[TASK LIST]:
1. Retype the passage of the article on Ian Wright between "Marcus Rashford and" and "equality in sport.", inclusive.
2. Please decide whether each statement agrees with the article on Ian Wright, answering yes or no and quoting the words that settle it: (a) Wright is 57 years old. (b) D'Margio Wright-Phillips is pushing for a senior debut at Manchester City. (c) Sterling was made an MBE for services to vulnerable children.

[SOURCE EXTRACT]:
------------------------------------

Marcus Rashford and Raheem Sterling have changed the perception of Black footballers but continued progress in the fight against racism is only possible “when white people get involved”, says Ian Wright.
Manchester United forward Rashford was made an MBE last year for services to vulnerable children in the UK during the coronavirus pandemic, while Manchester City player Sterling received the same recognition for services to equality in sport.
Despite persistent examples of racial discrimination in football, former Arsenal striker Wright, 57, thinks positive developments are being made but would like action to be swifter.
“Back in our day, if you got racially abused or something, you’d have to deal with that yourself but now that can’t happen,” Wright told PA Media.
“It’s people like Marcus Rashford, he changed the course of how people write about Black players, and Raheem Sterling – that’s power. They’ve got that power.
“They’re not only magnificent footballers, they’ve got a social conscience and they’ve got massive platforms where when they say something, people listen, and that’s what happens nowadays.
“And what you see is everybody comes together when this happens now and this is how things change. Things are moving, not as quickly as they should be, but they are moving.
“Things only change when white people get involved. If it was down to Black people, we would still be (constantly) being racially abused. We can’t change it alone.”
Wright was speaking as he marked the ongoing Black History Month by celebrating three generations of footballers in a short film made alongside son Shaun Wright-Phillips and grandson D’Margio Wright-Phillips.
With D’Margio Wright-Phillips pushing for a senior debut at Championship club Stoke, Wright has genuine fears his 20-year-old grandson will endure racism as he and his Premier League-winning son Shaun did from the terraces.
Wright, whose other son, Bradley Wright-Phillips, plays in the MLS for Columbus Crew after beginning his career at Manchester City, expressed disappointment earlier this year after a man who racially abused him online escaped a criminal conviction.
“To have three generations playing football is amazing, I’m very proud of that, I’m very proud of them,” said Wright.
“(But) one of the things I think about all the time is the racism side of it. Three generations, are we all going to have it?
“The fact we are here, after all these years, and we’re still talking about maybe my grandson getting racially abused, it just shows how far we’ve got to go.

------------------------------------

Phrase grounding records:
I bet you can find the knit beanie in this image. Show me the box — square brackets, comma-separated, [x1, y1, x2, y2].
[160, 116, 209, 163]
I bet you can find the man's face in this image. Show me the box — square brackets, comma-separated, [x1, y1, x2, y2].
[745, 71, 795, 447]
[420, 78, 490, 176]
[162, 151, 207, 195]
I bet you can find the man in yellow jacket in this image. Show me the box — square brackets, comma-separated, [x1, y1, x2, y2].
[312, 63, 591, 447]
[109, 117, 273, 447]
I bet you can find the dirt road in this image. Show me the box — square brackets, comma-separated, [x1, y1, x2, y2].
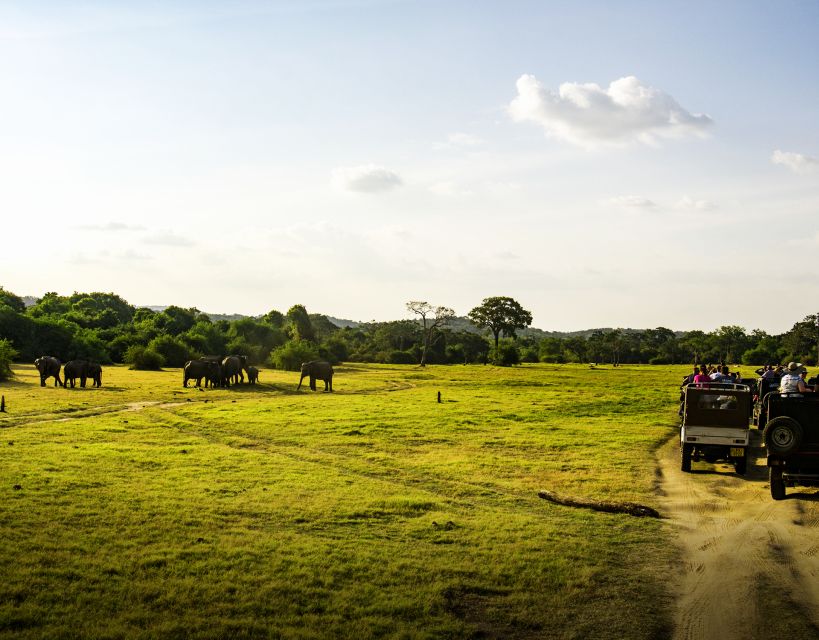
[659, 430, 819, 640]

------------------------------------

[OUTPUTS FOR THE TASKS]:
1.
Marcus Rashford and Raheem Sterling have changed the perception of Black footballers but continued progress in the fight against racism is only possible “when white people get involved”, says Ian Wright.
Manchester United forward Rashford was made an MBE last year for services to vulnerable children in the UK during the coronavirus pandemic, while Manchester City player Sterling received the same recognition for services to equality in sport.

2.
(a) Yes: "former Arsenal striker Wright, 57"
(b) No: "pushing for a senior debut at Championship club Stoke"
(c) No: "Sterling received the same recognition for services to equality in sport"